[Image-grounded pointing data]
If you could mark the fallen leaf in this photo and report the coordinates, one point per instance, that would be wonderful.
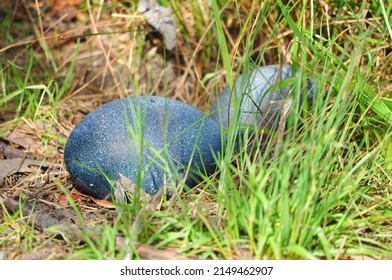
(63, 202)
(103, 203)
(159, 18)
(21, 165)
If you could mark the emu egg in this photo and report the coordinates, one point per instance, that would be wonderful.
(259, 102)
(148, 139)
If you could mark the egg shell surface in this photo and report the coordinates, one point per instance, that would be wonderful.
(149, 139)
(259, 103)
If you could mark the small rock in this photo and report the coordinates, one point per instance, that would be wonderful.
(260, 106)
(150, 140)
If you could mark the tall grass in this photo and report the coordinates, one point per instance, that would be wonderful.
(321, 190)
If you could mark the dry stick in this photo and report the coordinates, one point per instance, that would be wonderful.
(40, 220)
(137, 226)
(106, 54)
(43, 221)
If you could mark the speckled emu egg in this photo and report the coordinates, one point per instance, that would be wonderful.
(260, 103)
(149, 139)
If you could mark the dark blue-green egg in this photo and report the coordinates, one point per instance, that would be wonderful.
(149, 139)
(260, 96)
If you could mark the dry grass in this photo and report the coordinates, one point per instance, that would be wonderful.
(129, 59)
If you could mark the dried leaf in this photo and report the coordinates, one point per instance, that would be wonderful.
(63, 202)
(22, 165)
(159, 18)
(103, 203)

### The problem
Print nothing but the lines from the line with "If you could mark the dark" to the last line of the records above. Both of those lines count.

### The completed task
If you could mark the dark blue-green egg in this photo and report the coordinates, one point per instance, that would be wonderful.
(149, 139)
(260, 96)
If you could mark the dry grass in this photo and report the coordinates, one point per instance, that would be wonderful.
(129, 59)
If you could mark the dried leaf in this photo and report the coordinates, one point per instance, that would be wonderful.
(63, 202)
(22, 165)
(159, 18)
(103, 203)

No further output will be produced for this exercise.